Coordinate annotation entries
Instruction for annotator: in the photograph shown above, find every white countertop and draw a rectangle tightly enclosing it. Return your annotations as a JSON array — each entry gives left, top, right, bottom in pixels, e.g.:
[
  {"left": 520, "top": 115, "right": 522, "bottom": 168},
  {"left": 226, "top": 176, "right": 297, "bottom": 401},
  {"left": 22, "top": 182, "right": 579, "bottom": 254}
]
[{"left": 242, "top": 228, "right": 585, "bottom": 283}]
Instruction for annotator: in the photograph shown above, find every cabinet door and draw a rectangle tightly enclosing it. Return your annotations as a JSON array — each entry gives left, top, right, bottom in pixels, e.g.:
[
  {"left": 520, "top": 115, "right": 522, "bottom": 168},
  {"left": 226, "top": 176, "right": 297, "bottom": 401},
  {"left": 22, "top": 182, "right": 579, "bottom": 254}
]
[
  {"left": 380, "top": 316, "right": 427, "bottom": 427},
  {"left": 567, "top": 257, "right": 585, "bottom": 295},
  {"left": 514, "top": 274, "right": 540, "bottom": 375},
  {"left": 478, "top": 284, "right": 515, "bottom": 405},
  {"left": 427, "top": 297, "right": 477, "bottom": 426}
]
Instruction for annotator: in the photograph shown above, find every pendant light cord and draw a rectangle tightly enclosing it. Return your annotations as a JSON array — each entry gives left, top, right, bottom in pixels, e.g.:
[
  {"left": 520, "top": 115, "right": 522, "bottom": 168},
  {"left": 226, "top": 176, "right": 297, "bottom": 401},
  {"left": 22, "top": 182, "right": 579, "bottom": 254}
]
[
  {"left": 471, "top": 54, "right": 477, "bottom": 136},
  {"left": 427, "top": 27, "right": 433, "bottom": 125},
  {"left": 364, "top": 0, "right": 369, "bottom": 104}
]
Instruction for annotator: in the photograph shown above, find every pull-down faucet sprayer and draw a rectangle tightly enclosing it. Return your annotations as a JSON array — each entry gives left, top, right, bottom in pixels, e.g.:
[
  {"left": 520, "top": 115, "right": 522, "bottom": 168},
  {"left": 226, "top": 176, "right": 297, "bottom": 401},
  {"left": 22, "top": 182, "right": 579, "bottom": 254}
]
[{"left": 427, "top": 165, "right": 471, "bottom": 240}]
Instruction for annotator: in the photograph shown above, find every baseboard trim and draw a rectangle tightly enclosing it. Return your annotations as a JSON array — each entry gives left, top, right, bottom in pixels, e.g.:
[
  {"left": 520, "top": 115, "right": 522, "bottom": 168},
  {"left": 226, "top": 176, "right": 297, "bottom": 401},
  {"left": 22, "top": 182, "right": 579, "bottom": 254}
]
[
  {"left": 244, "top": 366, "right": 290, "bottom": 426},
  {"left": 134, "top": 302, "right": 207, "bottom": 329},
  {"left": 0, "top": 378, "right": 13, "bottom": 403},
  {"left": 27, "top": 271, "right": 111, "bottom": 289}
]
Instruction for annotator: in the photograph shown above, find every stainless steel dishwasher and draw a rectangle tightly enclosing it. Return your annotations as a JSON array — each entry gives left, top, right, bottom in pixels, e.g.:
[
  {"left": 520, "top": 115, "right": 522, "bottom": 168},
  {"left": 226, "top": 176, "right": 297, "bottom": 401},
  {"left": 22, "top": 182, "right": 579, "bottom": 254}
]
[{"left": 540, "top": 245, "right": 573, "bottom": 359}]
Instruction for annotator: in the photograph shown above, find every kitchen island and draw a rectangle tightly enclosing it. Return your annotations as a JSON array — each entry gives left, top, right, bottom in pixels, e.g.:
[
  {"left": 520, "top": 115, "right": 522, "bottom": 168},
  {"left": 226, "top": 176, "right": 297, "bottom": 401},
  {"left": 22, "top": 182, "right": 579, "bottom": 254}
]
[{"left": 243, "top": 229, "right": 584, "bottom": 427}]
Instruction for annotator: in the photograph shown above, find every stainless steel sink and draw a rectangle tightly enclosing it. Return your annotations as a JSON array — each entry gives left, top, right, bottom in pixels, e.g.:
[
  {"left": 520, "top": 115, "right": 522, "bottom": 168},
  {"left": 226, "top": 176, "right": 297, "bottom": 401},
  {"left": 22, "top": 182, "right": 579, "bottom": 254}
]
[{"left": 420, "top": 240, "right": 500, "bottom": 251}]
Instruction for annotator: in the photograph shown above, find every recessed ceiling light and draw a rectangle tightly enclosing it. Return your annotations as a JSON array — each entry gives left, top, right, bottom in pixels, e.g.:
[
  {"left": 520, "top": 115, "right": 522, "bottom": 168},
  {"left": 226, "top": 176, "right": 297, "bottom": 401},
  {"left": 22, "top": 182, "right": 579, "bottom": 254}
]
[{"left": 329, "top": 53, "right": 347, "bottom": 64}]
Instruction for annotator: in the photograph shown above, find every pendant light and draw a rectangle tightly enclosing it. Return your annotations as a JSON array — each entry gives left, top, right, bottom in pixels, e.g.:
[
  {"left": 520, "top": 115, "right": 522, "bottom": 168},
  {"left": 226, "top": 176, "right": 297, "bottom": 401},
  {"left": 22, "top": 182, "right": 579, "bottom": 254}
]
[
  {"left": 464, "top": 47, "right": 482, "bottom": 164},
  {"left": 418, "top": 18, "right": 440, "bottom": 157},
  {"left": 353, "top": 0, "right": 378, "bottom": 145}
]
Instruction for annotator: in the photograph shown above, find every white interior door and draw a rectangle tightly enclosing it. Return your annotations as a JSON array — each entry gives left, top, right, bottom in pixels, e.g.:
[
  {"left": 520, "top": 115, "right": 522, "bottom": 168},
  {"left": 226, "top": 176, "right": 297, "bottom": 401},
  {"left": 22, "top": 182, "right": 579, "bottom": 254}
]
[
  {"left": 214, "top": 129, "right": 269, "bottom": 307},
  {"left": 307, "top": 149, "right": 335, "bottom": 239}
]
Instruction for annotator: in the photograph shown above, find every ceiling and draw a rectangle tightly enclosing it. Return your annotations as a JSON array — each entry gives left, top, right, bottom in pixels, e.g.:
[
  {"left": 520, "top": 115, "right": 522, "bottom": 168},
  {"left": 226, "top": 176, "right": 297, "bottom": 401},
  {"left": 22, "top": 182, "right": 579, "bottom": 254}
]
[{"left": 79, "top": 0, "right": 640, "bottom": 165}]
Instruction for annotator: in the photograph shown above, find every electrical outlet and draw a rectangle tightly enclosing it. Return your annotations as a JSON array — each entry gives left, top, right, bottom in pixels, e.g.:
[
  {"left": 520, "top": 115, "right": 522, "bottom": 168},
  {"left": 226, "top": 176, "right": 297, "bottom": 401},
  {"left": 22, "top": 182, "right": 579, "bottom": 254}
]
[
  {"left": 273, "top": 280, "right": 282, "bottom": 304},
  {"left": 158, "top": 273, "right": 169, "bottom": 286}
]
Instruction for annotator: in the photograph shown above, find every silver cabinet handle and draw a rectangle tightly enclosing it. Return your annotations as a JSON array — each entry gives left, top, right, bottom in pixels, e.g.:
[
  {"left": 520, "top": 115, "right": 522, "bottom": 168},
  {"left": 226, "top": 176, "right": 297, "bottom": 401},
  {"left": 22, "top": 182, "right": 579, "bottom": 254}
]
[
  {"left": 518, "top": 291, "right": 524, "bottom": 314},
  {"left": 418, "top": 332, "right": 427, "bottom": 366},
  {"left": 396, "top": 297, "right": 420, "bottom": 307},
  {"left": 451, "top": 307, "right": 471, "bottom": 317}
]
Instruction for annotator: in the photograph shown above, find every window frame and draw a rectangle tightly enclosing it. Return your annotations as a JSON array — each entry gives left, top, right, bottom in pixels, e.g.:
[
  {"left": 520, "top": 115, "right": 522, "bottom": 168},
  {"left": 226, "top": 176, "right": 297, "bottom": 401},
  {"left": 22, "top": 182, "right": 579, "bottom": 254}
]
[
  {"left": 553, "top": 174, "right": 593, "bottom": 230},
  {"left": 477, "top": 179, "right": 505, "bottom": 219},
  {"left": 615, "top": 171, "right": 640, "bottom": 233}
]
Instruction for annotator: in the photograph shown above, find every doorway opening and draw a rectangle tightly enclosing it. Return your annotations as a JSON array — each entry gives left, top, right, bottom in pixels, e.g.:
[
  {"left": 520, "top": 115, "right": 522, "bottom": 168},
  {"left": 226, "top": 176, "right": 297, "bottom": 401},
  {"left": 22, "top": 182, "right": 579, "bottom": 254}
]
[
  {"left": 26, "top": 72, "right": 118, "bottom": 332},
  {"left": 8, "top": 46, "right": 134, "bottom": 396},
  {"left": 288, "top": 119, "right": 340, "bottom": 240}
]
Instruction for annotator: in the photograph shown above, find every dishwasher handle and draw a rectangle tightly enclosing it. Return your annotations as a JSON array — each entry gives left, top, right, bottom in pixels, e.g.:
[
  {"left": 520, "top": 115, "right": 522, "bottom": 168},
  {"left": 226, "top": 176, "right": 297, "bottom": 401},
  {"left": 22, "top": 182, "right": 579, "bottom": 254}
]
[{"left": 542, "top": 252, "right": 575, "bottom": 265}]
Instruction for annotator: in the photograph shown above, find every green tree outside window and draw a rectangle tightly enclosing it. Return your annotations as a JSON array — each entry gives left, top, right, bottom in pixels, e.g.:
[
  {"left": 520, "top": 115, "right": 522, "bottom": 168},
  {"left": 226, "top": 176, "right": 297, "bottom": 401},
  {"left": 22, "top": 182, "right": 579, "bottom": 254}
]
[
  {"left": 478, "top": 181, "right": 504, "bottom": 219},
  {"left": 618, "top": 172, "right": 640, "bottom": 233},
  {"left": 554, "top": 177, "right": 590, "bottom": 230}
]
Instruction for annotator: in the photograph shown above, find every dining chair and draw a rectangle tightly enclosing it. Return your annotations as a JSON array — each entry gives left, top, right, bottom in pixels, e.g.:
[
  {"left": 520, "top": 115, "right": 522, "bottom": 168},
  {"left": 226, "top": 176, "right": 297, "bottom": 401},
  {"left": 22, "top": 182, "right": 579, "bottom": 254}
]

### Exercise directions
Please return each line of the data above that contains the string "pendant".

### The completed task
Instruction for annotator: in the photograph shown above, find every pendant light cord and draw a rectangle tightly enclosing it. Return your annotations as a JSON array — each entry gives left, top, right, bottom in pixels, e.g.:
Instruction for annotator: in the photograph shown above, find every pendant light and draw a rectangle tightly enclosing it. Return your annotations as a JSON array — each entry gives left, top, right, bottom in pixels, e.g.:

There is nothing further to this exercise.